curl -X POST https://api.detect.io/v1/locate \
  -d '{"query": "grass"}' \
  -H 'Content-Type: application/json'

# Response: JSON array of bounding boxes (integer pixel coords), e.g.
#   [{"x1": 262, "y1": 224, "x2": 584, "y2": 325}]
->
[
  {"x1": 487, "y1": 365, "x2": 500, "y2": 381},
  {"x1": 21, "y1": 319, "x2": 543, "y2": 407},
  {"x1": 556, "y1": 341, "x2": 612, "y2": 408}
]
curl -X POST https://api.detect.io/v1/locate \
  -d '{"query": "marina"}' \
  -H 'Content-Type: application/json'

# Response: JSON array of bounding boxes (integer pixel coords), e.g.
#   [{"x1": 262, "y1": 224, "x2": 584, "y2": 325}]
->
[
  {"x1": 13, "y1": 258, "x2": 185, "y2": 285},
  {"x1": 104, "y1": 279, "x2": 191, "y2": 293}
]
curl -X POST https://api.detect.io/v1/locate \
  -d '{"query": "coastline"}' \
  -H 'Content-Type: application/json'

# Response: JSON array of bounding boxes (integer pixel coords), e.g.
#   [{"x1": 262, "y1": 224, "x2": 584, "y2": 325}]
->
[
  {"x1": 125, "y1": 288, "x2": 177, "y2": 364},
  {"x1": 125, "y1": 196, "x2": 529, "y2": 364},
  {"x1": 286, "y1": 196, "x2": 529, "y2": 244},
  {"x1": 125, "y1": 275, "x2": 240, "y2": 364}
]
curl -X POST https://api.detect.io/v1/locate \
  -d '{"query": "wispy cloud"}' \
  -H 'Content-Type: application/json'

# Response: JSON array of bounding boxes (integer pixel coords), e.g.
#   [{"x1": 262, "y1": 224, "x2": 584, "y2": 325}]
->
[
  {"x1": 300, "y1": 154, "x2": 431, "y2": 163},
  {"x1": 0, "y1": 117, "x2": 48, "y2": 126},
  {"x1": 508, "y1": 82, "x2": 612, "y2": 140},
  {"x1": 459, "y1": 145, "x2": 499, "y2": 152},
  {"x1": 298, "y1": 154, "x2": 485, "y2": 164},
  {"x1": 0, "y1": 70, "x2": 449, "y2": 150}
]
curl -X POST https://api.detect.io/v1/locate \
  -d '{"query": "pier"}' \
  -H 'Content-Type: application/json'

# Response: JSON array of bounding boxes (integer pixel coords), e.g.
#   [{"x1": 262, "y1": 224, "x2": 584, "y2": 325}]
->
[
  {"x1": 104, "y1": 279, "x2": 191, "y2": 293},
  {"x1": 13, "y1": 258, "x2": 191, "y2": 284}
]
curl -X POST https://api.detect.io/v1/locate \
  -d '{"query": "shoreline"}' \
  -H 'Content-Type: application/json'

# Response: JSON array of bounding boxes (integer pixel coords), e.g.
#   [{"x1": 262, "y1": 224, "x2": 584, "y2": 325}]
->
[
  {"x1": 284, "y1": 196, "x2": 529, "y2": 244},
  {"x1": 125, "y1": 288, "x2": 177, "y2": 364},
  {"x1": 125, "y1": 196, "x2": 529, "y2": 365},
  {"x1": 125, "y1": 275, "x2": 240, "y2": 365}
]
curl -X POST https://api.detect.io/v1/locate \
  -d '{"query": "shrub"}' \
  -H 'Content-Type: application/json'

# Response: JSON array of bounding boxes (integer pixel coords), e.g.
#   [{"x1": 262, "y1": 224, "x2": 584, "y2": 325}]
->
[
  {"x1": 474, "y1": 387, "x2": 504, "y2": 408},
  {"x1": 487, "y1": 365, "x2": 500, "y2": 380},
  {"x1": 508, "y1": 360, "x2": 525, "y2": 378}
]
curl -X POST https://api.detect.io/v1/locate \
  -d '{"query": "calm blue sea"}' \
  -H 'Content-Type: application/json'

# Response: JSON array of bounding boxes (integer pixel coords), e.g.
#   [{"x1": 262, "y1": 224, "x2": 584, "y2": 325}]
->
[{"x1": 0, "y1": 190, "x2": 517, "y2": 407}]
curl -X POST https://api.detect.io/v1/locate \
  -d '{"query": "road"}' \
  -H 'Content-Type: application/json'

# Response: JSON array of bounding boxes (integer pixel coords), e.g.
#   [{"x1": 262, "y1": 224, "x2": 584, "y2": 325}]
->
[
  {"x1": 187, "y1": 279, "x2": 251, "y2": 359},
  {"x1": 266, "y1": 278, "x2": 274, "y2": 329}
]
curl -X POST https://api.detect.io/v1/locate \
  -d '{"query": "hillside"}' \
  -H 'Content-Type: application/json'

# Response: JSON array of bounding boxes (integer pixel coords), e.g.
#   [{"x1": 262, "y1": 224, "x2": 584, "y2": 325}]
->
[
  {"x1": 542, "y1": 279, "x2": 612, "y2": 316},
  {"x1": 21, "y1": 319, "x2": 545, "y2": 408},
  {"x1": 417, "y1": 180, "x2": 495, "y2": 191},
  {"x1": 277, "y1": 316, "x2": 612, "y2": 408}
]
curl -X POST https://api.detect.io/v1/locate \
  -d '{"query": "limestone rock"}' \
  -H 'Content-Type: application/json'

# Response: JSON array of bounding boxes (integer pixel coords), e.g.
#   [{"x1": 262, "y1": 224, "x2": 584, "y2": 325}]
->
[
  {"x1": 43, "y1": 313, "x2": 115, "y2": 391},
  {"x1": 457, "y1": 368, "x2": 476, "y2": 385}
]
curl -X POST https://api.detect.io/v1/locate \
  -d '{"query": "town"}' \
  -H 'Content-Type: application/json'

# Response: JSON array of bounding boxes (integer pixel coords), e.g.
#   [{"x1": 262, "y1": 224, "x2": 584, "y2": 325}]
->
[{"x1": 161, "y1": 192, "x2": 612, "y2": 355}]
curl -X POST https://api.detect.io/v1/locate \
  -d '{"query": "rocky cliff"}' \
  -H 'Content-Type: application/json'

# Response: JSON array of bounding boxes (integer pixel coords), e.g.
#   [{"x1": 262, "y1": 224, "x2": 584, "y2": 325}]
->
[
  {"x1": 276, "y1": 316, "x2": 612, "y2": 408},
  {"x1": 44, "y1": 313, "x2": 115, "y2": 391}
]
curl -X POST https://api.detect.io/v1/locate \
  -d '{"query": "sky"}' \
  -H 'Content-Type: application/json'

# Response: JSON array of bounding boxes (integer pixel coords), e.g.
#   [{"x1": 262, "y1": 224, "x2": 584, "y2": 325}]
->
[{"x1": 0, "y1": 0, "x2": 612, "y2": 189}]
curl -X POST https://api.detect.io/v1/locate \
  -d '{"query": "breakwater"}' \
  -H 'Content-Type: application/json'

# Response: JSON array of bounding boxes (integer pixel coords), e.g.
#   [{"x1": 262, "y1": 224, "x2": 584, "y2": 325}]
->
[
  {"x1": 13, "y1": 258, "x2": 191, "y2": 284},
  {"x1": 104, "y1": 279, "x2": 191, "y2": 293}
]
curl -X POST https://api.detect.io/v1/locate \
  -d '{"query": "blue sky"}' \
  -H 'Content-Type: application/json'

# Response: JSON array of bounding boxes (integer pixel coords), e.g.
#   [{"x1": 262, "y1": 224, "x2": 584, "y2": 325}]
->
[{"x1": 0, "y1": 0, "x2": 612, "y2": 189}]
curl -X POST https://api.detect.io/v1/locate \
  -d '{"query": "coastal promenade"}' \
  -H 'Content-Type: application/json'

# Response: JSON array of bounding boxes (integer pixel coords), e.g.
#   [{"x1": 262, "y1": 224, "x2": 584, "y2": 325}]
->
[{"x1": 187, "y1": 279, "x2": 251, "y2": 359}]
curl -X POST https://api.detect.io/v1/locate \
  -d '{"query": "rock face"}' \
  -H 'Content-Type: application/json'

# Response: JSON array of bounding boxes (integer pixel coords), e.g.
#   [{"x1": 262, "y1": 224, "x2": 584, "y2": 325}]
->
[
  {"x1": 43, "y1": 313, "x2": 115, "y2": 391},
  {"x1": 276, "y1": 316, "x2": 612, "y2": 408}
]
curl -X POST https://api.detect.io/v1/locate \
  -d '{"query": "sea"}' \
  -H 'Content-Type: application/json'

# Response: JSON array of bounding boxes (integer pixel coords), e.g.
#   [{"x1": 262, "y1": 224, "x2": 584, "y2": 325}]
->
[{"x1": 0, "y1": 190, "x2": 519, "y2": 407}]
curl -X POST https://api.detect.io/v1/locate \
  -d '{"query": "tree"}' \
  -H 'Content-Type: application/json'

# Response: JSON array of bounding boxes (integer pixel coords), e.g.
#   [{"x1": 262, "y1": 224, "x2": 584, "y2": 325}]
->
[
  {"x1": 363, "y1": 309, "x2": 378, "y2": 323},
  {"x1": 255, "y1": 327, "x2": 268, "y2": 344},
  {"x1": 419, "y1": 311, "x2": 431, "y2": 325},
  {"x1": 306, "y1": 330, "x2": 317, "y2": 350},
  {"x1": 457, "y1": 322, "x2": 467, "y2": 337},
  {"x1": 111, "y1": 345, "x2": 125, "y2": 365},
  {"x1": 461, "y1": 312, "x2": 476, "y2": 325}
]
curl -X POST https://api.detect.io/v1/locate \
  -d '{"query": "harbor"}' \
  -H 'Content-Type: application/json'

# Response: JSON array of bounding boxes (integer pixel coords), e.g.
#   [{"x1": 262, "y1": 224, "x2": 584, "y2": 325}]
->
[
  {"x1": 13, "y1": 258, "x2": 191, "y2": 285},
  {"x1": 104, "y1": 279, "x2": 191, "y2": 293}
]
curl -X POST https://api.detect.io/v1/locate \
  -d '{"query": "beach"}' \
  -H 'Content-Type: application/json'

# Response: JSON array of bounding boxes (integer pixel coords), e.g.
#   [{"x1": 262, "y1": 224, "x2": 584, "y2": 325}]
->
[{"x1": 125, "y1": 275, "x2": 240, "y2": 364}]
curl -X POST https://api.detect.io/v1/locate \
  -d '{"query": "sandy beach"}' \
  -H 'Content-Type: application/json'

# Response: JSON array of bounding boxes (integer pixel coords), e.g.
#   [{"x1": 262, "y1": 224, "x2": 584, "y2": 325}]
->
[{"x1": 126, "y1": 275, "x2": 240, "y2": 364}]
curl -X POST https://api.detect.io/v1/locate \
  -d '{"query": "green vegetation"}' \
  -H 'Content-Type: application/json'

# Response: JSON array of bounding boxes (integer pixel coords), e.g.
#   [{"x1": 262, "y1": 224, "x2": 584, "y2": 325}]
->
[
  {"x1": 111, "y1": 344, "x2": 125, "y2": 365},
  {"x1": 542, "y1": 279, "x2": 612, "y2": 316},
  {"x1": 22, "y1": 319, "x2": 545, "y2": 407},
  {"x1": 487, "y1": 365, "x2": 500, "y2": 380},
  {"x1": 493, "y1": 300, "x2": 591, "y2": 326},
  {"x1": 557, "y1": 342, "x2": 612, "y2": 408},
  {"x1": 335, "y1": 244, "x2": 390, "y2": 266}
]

* * *

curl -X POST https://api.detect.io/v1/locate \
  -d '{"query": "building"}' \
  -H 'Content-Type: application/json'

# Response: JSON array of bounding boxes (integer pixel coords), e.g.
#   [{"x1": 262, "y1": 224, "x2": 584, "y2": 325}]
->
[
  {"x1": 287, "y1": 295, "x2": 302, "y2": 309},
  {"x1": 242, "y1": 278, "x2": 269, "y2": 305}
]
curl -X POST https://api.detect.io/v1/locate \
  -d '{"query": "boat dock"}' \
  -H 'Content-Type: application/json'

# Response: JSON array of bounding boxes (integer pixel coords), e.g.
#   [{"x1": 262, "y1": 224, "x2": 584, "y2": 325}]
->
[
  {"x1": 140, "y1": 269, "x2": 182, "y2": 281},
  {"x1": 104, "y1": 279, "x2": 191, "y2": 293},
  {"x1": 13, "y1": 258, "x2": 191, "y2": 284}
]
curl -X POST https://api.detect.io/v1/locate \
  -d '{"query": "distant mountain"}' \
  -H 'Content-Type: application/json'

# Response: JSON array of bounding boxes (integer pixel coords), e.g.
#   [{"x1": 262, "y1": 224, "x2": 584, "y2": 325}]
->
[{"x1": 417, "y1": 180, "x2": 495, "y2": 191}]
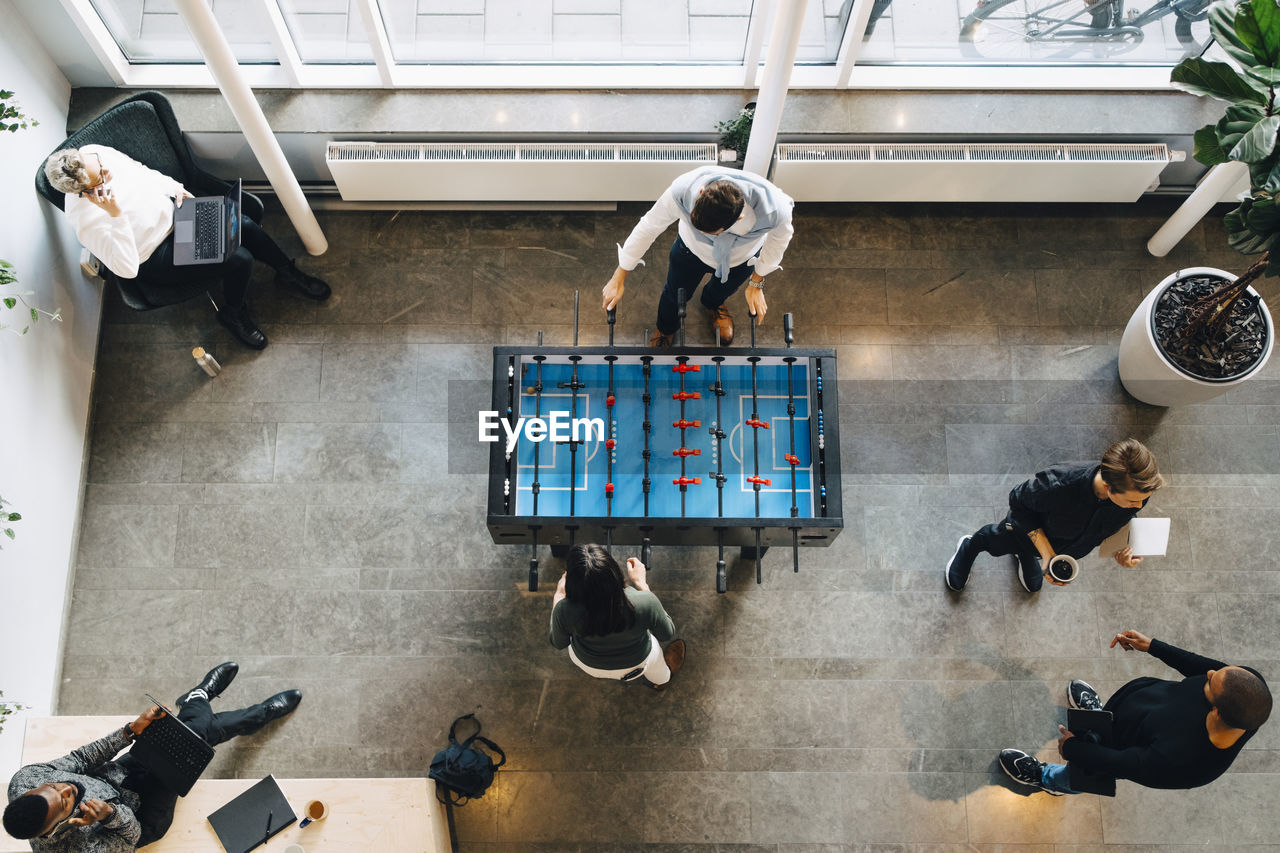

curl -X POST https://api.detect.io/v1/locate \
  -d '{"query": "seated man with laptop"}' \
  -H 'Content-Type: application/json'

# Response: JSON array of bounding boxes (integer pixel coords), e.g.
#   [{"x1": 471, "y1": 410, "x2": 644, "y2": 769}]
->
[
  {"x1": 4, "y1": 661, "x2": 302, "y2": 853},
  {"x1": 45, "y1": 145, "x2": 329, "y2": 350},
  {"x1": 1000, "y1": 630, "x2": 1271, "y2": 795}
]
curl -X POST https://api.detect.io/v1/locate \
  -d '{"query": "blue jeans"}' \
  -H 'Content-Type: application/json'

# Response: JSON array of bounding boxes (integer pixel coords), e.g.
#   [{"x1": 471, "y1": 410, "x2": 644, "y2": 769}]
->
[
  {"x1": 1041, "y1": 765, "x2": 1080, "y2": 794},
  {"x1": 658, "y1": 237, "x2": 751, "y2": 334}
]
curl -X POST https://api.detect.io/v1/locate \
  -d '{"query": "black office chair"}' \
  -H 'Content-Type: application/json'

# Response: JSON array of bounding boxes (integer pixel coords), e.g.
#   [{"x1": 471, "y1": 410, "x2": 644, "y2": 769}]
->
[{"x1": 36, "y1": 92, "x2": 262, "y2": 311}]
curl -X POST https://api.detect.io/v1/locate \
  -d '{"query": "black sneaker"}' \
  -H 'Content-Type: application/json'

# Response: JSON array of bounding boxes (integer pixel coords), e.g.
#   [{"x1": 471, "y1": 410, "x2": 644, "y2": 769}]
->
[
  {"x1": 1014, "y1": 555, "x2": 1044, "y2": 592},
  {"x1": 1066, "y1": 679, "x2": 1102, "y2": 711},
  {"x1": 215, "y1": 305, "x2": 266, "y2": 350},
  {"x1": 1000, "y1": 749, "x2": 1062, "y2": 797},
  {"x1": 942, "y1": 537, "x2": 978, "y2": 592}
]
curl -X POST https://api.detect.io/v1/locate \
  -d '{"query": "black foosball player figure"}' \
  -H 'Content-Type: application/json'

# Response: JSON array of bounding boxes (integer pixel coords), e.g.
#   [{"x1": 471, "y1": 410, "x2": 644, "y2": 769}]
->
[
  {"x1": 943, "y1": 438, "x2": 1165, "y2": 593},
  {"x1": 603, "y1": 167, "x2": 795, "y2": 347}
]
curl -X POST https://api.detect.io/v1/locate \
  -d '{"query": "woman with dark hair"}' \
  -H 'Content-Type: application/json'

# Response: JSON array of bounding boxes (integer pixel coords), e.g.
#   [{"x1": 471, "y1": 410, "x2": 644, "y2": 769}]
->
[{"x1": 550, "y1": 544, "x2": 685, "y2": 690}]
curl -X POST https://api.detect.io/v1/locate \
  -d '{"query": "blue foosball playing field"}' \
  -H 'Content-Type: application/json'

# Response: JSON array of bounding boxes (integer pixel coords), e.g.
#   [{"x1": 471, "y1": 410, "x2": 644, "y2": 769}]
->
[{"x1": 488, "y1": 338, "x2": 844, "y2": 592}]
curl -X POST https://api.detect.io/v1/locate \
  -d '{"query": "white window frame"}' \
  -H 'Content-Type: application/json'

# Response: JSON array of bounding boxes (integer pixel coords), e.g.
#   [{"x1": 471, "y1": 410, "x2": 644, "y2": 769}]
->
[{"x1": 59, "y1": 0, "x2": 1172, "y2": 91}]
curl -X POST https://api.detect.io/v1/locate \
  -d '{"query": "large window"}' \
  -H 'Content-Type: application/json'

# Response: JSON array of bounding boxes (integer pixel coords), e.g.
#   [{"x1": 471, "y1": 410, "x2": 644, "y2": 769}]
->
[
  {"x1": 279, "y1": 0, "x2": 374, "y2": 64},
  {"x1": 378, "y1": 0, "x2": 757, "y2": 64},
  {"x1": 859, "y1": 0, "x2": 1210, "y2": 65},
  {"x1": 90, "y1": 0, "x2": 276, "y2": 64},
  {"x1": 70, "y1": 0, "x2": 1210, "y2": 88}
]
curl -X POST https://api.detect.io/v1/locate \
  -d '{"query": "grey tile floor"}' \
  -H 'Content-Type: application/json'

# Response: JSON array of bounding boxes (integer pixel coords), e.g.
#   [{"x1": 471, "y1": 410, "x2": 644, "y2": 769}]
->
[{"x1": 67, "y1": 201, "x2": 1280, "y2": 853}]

> _Requirement_
Which lines in the rows above contain the word "black"? Pick out each one and copy it.

> _Reply to the exercise_
  -d '{"query": "black office chair"}' \
  -d '{"query": "black sneaker"}' \
  -d '{"query": "black foosball player figure"}' \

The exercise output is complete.